[Job]:
Lay out every line of the records below as a Markdown table with two columns, No. for the row number and Text for the line, and skip any blank lines. Leave the pictures out of your answer.

+ + + + +

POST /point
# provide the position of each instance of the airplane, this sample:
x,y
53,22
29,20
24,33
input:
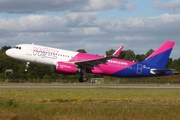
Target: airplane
x,y
69,62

+ + + + +

[The response]:
| No. | Text |
|---|---|
| 1 | POST /point |
| 2 | # provide the position of each instance of the airplane, this sample: |
| 3 | x,y |
| 4 | 53,22 |
| 5 | 29,20 |
| 6 | 24,33 |
| 7 | input: |
| 8 | Target: airplane |
| 9 | x,y |
| 10 | 69,62 |